▶ [Requirements]:
Gather every line in the material below that contains the string "trunk". Only matches with the same letter case count.

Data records
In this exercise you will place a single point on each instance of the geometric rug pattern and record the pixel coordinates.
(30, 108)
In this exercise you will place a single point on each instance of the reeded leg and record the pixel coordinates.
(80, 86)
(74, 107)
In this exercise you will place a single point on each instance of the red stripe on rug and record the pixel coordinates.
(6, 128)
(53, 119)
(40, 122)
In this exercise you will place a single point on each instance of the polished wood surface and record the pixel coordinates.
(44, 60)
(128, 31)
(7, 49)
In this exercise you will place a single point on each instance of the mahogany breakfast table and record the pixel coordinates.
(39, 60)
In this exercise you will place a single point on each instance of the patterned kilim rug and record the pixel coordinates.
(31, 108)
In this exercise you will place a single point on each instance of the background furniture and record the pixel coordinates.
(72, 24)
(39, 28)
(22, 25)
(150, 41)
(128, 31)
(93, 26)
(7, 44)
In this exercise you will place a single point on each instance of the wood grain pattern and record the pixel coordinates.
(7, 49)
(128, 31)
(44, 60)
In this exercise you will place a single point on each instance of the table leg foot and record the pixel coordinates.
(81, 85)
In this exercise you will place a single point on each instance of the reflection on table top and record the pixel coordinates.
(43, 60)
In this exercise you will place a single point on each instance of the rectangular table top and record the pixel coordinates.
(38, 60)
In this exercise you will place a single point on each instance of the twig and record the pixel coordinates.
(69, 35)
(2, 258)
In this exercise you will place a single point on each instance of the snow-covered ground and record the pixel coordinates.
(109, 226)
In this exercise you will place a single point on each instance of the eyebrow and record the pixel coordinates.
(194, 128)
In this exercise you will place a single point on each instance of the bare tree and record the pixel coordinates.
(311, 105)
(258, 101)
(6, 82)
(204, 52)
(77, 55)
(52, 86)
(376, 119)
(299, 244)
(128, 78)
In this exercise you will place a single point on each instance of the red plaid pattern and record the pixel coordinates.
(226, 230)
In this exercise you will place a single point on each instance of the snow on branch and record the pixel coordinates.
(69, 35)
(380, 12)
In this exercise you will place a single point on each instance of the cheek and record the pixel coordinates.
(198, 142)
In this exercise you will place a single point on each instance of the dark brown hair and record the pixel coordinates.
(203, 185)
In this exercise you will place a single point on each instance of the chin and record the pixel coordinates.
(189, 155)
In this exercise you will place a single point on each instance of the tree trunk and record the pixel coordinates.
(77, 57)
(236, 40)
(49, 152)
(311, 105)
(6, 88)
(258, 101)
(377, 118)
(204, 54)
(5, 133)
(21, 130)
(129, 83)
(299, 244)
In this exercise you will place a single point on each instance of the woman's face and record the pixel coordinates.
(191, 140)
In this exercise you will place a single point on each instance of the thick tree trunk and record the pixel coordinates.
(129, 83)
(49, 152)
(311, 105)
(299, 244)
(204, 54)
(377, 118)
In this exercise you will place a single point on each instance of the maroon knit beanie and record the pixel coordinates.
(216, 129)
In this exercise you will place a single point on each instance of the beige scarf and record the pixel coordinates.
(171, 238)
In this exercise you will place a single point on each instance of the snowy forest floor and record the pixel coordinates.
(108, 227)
--
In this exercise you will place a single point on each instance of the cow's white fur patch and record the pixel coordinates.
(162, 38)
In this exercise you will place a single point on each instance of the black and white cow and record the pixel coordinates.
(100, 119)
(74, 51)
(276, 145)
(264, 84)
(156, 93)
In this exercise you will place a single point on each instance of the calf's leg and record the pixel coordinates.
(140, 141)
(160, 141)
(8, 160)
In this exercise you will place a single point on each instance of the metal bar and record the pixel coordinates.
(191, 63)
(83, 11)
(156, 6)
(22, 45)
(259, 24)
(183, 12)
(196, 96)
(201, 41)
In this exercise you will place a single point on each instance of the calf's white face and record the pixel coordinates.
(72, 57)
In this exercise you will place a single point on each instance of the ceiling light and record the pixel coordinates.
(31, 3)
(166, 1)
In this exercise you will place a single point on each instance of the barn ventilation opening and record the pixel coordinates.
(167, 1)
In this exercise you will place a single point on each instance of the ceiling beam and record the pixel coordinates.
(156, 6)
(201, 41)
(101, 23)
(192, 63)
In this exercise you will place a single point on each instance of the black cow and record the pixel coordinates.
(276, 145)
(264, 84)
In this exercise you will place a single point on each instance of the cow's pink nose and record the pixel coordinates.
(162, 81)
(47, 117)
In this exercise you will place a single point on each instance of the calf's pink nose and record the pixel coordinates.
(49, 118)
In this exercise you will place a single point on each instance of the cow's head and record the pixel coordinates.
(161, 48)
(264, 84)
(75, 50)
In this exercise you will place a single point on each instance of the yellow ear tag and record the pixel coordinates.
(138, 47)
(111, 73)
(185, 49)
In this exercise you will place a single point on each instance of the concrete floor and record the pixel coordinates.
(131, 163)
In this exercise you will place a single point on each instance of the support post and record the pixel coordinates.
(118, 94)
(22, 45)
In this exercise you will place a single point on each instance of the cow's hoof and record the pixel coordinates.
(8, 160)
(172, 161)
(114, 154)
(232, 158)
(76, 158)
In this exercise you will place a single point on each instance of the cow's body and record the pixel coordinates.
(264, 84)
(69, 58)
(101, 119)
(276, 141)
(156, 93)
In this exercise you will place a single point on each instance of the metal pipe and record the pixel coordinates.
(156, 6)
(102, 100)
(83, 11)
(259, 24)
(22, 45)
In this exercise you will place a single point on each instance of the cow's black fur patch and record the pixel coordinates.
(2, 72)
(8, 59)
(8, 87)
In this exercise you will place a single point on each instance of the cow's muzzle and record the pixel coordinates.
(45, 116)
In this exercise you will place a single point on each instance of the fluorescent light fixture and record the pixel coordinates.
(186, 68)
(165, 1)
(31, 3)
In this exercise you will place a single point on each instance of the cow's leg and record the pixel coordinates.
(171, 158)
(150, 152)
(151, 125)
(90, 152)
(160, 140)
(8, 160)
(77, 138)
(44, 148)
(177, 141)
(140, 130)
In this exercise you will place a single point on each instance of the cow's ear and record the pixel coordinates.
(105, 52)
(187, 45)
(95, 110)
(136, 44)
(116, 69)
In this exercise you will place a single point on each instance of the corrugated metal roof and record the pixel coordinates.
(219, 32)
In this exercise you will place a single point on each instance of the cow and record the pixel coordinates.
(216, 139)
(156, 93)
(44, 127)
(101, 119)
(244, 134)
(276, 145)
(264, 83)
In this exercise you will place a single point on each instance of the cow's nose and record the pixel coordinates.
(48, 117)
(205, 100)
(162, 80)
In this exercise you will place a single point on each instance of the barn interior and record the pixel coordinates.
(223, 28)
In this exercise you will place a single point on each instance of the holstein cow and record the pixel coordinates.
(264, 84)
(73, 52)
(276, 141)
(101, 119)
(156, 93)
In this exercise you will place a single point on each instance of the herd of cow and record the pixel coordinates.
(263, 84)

▶ [Correct output]:
In this exercise you will place a single point on each instance of the tree trunk and record the pixel coordinates.
In this exercise you will place a single point on each instance of the thick tree trunk and record the pixel coordinates.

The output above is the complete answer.